■ **BRIEF**
Substitute "locator" for every "detector" in the lines starting with the line that contains "## Example: detecting sky" and going on through the line that contains "433;321;511;372", and give those lines again with nothing else changed.

Entries on locating named things:
^^^^^^^^
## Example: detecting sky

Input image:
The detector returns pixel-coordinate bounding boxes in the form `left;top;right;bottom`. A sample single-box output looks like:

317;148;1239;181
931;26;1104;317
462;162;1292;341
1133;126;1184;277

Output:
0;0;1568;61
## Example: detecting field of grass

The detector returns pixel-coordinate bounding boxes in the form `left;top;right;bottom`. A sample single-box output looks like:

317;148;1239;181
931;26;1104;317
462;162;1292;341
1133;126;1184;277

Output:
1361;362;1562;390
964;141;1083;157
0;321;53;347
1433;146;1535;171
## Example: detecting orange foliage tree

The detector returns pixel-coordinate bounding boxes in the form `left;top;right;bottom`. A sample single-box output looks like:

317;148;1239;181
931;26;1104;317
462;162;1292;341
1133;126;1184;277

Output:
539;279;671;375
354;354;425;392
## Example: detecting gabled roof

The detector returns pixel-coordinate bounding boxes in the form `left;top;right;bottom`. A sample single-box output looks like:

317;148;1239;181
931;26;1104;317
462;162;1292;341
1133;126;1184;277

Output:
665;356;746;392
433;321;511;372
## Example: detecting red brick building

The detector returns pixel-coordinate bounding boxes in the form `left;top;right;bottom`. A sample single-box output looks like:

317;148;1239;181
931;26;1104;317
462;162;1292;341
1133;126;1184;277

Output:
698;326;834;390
^^^^^^^^
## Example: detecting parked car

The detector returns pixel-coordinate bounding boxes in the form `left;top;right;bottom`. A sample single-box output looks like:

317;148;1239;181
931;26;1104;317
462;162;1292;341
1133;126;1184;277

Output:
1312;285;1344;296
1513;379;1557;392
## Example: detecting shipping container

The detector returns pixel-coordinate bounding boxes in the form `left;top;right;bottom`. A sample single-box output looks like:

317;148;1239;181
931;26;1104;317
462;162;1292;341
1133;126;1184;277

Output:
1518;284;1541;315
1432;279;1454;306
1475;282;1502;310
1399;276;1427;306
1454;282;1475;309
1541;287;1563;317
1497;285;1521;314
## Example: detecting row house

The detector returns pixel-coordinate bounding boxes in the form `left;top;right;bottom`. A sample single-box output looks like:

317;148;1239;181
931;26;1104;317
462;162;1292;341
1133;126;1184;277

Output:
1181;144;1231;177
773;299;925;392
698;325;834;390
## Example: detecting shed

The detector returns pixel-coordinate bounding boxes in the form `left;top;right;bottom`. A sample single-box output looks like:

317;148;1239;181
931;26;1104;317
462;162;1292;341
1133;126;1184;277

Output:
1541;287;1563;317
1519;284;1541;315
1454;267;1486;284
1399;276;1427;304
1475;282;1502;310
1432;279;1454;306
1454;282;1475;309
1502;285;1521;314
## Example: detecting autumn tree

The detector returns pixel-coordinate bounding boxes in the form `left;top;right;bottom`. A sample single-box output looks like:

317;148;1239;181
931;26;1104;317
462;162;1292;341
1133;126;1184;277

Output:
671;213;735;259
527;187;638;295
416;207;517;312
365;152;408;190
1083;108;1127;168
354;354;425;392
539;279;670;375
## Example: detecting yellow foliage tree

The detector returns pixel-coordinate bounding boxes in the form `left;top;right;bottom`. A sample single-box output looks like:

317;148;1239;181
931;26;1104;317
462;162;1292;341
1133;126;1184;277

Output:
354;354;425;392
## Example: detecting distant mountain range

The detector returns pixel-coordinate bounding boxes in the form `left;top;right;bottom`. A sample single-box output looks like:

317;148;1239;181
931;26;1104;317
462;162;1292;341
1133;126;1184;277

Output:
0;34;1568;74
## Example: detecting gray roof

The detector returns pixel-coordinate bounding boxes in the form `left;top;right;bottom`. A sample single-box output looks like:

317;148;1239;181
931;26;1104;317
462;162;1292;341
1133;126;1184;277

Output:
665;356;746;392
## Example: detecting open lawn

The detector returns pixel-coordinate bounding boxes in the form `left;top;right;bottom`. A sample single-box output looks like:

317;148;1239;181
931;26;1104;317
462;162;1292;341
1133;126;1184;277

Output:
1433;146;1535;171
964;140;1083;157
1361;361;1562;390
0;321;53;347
^^^^^^^^
■ **RESULT OF THIS TASK**
## Example: detecting sky

Input image:
The locator returns pixel-coordinate bounding boxes in the form `left;top;right;bottom`. A sample single-box output looks like:

317;148;1239;181
931;26;1104;317
462;162;1292;341
1133;126;1184;277

Output:
0;0;1568;61
## Example: detecting field of grass

The locator returns pixel-coordinate bounding boxes in the form `left;top;right;bottom`. A sample single-box output looks like:

317;148;1239;181
931;26;1104;317
462;162;1292;341
1133;126;1184;277

Output:
1361;362;1562;390
964;141;1083;157
0;321;53;347
1433;146;1535;171
## Example: detecting orange foliage tree

The locator returns pixel-coordinate bounding boxes in the form `left;top;right;bottom`. A sample single-box output looks like:

317;148;1239;181
931;26;1104;317
462;162;1292;341
1133;126;1184;277

Output:
539;279;671;375
354;354;425;392
## Example: detecting gabled roof

The locator returns pixel-coordinate bounding boxes in the form `left;top;right;bottom`. A sample single-box output looks like:

317;148;1239;181
931;26;1104;317
462;162;1292;341
1133;126;1184;277

Output:
665;356;746;392
433;321;511;372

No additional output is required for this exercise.